PASSAGE PROVIDED Start Marker
Where do you draw the line between the Italians and the Vietnamese? Describe the border where people on one side of the border look distinctly different from people on the other side of the border. If you can’t do that (and you won’t be able to), then talking about those populations as races is meaningless.
- No
- No
- Its possible and probably likely that there are minor differences between regional populations in various different mental attributes as there are in physical attributes, and very likely that these wouldn’t amount to spit compared to differences that result from culture and education.
Possible. Difficult if not nearly impossible to test for. And would be actively detrimental anyway since its of no practical value, and bigots the world over would seize upon those inconsequential differences as justification for their idiocy, and would undoubtedly still get it totally wrong.
The lines are blurry for almost every taxonomical structure. I’m sure I don’t need to tell you there were dinosaurs that didn’t fit nicely into either reptilia or aves, fish with amphibian traits, etc. How do you go about classifying them? I’m not going to pretend that it’s possible to come up with criteria that separate human races with no one blurring the lines, but don’t act like other taxonomical classifications are different. It’s all subjective.
I don’t think thats really true. There are objective standards to what taxonomical category things are in. If you walk current day taxonomical categories back in time things can get difficult because one category may arise from another, (aves from reptillia, for example) and because actually determining whether a given species met an objective standard is hard when you just have fossils to work with, but its not really because they’re subjective. The categories themselves are based on discrete morphological features, they’re pretty much the opposite of being subjective.
The reasons Sweden seems to have most rapes in Europe is not necessarily because there are more rapes committed in Sweden than in other countries; the number shows how many rapes are reported, not committed. In Sweden, when somebody reports a rape (or other crime), it goes into these statistics as “a rape”. In other countries, the rape goes into the statistics when the crime has been investigated. There are cultural differences too; in some countries, women are more reluctant to report rape, for various reasons; for instance, they know it is no point, the man won’t get sentenced. In Sweden, a relatively high percentence of accused rapists go to jail, which is one reason Swedish women more often report it.
PASSAGE PROVIDED End Marker
SUPPLIED MATERIAL Start Marker
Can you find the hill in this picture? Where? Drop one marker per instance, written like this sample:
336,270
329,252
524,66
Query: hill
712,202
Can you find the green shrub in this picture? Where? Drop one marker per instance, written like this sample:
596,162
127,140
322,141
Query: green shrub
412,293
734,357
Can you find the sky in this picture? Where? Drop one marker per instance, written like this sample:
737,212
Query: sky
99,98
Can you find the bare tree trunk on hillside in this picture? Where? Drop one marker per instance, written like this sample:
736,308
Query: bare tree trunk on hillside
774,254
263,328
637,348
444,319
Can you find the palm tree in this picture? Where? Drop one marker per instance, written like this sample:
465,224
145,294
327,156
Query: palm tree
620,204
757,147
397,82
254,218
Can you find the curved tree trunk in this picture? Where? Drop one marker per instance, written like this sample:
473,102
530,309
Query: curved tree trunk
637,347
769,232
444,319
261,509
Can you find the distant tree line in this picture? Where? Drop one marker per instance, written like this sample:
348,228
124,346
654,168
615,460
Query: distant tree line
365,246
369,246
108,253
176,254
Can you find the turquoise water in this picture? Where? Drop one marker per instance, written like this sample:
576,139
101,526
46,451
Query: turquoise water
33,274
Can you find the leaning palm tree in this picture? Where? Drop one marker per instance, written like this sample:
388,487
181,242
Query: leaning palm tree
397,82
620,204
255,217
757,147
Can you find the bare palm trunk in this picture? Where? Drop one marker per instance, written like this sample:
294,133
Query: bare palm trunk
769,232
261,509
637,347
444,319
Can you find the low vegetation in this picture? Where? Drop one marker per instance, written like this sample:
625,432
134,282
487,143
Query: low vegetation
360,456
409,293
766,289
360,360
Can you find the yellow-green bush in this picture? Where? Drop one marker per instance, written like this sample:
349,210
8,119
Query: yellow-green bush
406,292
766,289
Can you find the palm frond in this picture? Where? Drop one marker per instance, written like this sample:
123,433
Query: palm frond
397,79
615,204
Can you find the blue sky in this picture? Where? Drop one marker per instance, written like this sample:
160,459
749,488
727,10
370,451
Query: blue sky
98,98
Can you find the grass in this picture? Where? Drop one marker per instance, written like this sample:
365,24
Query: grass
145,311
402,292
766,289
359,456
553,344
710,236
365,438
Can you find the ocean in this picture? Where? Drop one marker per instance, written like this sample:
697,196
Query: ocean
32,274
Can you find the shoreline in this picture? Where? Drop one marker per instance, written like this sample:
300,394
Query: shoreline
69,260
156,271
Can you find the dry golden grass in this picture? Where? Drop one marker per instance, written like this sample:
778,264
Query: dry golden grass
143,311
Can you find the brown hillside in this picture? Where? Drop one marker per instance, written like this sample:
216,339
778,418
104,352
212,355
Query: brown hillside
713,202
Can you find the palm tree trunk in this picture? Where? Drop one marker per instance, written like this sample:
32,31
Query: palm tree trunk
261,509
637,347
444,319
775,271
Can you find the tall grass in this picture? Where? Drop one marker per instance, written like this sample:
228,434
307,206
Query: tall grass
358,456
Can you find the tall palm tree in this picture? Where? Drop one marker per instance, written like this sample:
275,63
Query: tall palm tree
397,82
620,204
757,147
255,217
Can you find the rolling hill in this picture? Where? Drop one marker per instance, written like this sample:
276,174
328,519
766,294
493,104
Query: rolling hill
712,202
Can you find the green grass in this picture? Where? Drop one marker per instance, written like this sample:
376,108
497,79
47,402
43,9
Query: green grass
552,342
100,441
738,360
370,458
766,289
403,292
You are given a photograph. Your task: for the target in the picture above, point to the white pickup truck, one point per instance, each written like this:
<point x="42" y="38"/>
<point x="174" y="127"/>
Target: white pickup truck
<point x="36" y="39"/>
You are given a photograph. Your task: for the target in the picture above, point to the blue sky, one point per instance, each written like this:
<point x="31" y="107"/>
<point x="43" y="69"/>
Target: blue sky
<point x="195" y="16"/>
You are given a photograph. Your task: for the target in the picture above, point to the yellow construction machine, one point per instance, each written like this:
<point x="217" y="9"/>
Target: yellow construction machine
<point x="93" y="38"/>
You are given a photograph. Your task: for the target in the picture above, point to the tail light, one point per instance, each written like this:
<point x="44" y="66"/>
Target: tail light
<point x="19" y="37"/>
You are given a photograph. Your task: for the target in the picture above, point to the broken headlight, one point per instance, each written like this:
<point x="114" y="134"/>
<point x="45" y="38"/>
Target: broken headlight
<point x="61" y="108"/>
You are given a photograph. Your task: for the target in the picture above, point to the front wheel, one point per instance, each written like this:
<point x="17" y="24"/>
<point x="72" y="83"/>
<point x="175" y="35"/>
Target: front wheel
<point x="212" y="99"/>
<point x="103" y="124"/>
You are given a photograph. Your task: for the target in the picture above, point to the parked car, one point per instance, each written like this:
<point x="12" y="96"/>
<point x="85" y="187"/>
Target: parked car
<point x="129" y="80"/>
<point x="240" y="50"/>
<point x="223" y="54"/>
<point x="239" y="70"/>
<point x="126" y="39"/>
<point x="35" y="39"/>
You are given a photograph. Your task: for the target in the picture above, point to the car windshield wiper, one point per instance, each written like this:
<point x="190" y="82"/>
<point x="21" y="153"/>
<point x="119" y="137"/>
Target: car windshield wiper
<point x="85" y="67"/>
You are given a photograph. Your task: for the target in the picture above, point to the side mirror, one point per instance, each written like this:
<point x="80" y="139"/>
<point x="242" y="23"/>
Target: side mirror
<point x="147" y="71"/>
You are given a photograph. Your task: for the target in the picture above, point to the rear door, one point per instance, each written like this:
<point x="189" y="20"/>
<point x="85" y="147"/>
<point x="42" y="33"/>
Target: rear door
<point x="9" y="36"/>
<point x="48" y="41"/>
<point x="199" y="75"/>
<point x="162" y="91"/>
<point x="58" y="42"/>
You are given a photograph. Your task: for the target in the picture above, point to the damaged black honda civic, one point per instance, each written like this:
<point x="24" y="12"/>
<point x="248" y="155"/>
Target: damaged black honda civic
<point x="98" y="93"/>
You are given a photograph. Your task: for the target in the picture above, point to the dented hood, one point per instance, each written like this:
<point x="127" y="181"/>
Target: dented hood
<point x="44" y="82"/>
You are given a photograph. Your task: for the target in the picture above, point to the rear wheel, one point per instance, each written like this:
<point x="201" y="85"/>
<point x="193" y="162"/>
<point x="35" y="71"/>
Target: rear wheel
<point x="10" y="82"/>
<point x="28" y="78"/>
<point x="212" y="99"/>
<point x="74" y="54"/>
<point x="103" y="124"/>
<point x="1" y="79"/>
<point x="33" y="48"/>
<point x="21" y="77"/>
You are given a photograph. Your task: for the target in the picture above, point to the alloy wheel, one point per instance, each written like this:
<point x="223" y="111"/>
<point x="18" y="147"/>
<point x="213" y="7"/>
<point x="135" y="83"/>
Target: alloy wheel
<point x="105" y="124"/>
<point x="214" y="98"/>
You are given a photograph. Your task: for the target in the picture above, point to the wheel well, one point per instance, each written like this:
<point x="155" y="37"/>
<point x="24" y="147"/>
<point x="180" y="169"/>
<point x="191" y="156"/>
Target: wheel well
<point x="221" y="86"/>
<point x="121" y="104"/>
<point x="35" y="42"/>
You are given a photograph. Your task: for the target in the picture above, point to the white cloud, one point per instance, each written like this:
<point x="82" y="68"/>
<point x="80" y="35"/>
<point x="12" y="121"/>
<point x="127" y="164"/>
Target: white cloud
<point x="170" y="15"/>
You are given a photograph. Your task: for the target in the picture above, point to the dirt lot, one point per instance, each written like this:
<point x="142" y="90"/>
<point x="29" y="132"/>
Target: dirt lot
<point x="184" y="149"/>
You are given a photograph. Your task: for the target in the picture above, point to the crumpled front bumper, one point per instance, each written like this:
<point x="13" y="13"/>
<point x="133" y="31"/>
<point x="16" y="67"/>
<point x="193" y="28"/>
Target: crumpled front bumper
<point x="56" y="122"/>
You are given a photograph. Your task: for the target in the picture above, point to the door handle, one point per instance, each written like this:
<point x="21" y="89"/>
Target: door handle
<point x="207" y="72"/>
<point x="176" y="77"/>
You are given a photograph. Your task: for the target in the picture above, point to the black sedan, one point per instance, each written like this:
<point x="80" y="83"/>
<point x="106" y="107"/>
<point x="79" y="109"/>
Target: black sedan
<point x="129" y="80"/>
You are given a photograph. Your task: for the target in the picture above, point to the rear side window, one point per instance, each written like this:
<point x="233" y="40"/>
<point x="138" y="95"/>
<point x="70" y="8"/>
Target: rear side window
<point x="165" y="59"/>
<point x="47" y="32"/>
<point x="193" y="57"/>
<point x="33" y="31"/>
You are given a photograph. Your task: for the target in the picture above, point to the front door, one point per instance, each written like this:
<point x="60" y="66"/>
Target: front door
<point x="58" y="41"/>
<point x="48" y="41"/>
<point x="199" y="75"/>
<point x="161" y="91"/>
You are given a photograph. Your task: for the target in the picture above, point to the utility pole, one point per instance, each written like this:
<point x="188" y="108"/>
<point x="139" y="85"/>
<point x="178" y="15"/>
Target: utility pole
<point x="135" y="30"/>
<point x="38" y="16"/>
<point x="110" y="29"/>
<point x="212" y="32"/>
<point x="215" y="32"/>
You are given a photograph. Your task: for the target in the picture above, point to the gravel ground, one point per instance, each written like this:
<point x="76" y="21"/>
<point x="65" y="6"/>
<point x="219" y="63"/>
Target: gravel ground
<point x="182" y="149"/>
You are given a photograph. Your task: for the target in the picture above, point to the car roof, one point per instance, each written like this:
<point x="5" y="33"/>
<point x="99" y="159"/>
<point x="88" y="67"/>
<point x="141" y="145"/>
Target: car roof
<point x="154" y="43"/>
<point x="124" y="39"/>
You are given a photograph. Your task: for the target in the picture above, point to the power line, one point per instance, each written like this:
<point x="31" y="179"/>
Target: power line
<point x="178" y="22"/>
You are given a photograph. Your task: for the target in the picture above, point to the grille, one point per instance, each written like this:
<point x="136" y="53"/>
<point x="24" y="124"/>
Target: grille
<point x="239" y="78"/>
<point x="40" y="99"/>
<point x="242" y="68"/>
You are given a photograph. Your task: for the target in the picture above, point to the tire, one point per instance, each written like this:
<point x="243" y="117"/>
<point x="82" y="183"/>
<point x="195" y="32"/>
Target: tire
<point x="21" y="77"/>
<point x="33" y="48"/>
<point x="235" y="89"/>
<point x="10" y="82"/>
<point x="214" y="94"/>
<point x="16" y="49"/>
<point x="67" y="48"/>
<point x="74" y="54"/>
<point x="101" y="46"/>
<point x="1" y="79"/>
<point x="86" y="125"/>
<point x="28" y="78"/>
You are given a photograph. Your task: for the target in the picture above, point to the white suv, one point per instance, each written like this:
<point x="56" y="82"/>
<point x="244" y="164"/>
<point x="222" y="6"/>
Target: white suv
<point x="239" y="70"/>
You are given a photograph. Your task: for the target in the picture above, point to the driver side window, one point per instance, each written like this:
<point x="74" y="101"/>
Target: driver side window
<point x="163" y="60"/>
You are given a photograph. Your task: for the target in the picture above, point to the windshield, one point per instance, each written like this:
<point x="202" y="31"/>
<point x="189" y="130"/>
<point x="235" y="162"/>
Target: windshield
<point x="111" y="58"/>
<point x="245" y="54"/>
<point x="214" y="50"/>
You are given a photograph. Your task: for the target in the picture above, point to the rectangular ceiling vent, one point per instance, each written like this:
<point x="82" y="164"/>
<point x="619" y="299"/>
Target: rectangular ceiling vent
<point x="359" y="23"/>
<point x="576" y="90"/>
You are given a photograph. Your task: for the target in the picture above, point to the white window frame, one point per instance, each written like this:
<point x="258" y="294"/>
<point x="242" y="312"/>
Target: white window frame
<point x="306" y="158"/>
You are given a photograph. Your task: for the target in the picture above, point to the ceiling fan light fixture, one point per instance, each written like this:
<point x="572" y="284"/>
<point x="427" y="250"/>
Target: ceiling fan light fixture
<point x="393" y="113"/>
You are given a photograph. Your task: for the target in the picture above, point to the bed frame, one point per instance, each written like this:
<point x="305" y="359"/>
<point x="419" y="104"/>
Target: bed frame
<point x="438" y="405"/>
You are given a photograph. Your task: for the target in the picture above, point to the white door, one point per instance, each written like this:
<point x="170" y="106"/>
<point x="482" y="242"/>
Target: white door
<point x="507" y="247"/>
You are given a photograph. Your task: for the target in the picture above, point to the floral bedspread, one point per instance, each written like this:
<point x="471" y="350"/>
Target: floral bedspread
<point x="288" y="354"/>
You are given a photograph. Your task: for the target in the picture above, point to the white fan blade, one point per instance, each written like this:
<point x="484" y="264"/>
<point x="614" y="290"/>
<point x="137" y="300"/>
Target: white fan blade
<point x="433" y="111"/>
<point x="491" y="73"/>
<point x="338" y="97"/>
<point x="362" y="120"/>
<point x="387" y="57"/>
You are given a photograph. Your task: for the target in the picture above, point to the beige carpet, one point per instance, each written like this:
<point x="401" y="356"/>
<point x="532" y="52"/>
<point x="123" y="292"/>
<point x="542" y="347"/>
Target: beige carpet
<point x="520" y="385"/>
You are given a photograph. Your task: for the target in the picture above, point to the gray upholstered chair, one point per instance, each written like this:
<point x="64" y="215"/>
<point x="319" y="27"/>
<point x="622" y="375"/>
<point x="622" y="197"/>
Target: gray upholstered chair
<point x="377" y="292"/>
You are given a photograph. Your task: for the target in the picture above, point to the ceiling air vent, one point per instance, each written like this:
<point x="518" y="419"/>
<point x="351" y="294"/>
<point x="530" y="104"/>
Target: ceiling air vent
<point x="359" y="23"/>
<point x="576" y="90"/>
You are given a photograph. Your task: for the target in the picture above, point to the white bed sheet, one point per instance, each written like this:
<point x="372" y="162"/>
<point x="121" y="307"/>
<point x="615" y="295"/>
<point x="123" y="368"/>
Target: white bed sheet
SUPPLIED MATERIAL End Marker
* [YOUR INSTRUCTIONS] Can you write the next part of the discussion about race, taxonomy, and Swedish rape statistics, picking up right after its final sentence?

* [OUTPUT]
Also, if a man is reported to rape his spouse on many different occasions, each occasion is noted as one rape; that is, if a woman says, “he raped me ten times”, before it is investigated, the number ten goes into the statistics. Also, *attempted *rapes is noted in the same numbers in Sweden. This is not the case for many other countries.
Another thing is that when scientists are investigating these matters, women in Sweden (and Norway and Finland) more often answers, than in other countries. So there seem to be more rape victims in Scandinavia than in the Mediterranean countries for instance where women more often choose not to answer such questions.
Lastly, the legal definition of “rape” is different in different countries (the Julian Assange accusation is an example), which also should be taken into notice. All this put together makes Sweden look like it has most rapes in Europe, but once again, it isn’t necessarily so.
One should be careful with statistics.
They’re not that blurry for extant species of mammals. Sure, there are some exceptions, but humans have a near-unique ability among mammals to defy geographic barriers and populate pretty much any territory. We travel and mate and blend so that true genetically isolated populations just don’t exist. There’s no “goat that only lives in this isolated valley in the remote Ural mountains” type of thing with humans.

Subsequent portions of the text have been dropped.